Support de travail:
————————

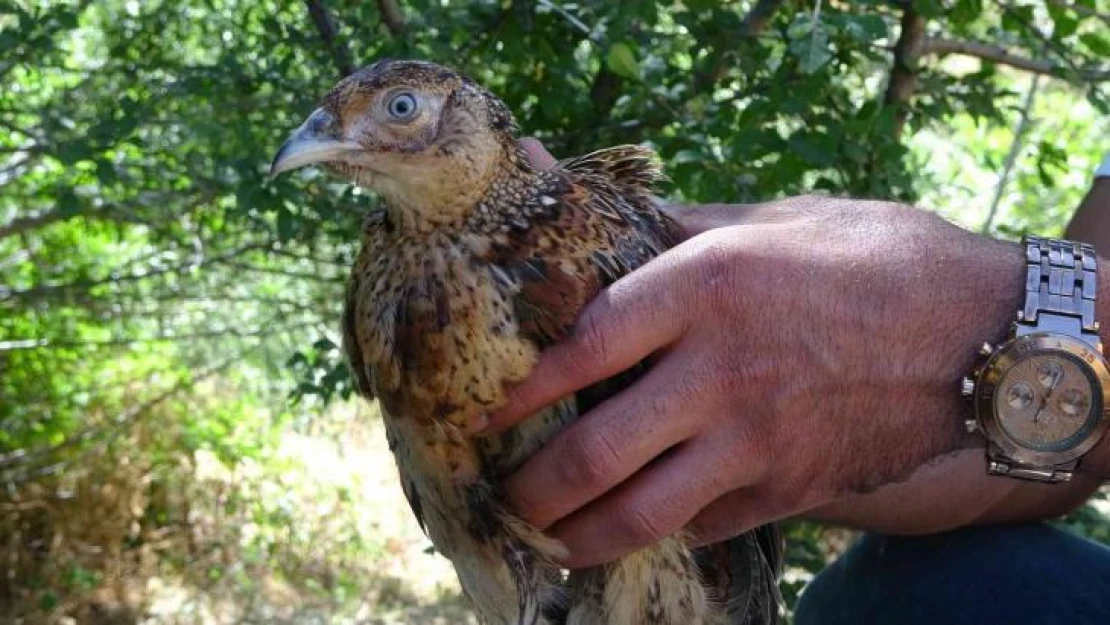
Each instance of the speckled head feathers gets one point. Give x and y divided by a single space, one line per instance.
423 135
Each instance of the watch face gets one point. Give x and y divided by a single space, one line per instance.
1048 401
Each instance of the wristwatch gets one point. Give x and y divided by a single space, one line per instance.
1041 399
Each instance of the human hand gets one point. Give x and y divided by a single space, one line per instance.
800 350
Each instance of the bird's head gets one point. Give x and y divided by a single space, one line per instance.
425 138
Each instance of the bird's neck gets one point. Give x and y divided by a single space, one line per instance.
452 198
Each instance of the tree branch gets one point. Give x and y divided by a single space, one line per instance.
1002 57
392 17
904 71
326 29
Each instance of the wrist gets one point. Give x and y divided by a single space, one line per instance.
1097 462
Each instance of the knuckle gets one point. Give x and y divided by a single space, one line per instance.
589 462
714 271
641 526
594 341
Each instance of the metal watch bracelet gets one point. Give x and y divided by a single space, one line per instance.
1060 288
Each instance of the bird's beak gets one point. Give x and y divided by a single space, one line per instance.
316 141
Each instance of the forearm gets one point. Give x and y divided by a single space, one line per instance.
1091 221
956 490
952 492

————————

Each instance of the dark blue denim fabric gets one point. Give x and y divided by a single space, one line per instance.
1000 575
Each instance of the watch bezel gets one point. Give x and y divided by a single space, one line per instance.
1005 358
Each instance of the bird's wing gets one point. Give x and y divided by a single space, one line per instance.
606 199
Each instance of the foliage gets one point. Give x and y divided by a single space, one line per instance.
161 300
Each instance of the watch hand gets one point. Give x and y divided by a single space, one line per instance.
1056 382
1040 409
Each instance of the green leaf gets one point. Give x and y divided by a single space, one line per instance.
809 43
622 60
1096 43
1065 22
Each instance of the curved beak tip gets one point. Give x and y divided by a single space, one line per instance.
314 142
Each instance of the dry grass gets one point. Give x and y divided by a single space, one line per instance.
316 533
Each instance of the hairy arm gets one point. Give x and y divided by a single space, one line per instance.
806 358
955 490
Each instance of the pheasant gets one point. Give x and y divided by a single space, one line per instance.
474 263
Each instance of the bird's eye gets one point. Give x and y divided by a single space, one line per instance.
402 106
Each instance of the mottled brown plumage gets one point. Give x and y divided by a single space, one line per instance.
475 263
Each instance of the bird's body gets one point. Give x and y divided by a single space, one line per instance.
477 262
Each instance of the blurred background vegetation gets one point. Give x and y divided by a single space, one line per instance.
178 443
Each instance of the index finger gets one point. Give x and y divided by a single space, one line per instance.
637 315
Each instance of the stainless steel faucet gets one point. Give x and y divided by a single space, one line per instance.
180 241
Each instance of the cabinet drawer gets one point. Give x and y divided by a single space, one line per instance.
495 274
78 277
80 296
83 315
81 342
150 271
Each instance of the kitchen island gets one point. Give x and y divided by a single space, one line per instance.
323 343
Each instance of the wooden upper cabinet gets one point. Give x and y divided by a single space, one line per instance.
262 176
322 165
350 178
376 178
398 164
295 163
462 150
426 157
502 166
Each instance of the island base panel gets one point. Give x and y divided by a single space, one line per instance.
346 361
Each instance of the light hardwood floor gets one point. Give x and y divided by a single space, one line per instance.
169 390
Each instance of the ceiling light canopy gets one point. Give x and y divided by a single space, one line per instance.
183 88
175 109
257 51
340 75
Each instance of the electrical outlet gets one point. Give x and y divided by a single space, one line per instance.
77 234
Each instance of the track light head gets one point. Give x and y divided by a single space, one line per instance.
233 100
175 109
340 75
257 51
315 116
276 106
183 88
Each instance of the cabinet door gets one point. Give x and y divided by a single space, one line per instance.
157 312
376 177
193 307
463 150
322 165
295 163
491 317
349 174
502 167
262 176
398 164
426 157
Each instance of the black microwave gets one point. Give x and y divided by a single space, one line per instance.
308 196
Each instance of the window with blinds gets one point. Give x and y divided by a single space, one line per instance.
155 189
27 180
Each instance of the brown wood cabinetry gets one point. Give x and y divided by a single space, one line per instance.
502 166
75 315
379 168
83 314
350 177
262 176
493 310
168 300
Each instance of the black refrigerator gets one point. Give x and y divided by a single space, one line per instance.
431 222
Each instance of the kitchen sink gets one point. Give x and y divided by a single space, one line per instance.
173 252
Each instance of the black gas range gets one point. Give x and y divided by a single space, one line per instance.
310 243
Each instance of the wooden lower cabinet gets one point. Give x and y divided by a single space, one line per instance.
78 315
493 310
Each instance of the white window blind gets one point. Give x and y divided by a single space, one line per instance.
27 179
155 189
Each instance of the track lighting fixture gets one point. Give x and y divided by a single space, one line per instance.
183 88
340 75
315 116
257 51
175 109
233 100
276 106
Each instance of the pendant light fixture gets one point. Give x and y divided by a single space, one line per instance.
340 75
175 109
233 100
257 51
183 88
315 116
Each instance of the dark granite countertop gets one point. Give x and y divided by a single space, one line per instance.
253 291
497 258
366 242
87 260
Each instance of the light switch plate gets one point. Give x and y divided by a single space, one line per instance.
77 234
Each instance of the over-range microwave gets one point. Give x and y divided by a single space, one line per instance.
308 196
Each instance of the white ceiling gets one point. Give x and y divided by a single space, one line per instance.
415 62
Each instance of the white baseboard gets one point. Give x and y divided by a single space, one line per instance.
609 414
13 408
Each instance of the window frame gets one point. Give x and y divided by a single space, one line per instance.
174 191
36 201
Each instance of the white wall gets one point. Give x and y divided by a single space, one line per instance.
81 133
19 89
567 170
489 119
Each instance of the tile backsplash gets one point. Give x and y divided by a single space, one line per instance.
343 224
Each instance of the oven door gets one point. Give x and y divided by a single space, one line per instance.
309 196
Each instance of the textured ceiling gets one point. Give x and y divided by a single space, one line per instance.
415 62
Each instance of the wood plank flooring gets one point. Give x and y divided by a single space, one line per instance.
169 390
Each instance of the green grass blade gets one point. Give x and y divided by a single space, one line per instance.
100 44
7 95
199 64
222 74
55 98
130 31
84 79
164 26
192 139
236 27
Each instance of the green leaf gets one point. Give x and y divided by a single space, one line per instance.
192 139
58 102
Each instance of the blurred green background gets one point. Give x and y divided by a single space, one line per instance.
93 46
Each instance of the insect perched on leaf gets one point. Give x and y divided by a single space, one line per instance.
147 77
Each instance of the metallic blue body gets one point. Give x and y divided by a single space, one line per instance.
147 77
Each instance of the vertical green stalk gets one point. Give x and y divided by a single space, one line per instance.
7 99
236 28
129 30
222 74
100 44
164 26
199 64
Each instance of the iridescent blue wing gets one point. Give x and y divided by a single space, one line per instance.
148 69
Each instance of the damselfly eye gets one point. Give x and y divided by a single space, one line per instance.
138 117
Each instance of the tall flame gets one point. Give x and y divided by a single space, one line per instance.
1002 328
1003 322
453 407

————————

Travail à faire: Extrayez toutes les lignes des items qui contiennent le mot « door ».

Corrigé:
Each instance of the cabinet door gets one point. Give x and y divided by a single space, one line per instance.
Each instance of the oven door gets one point. Give x and y divided by a single space, one line per instance.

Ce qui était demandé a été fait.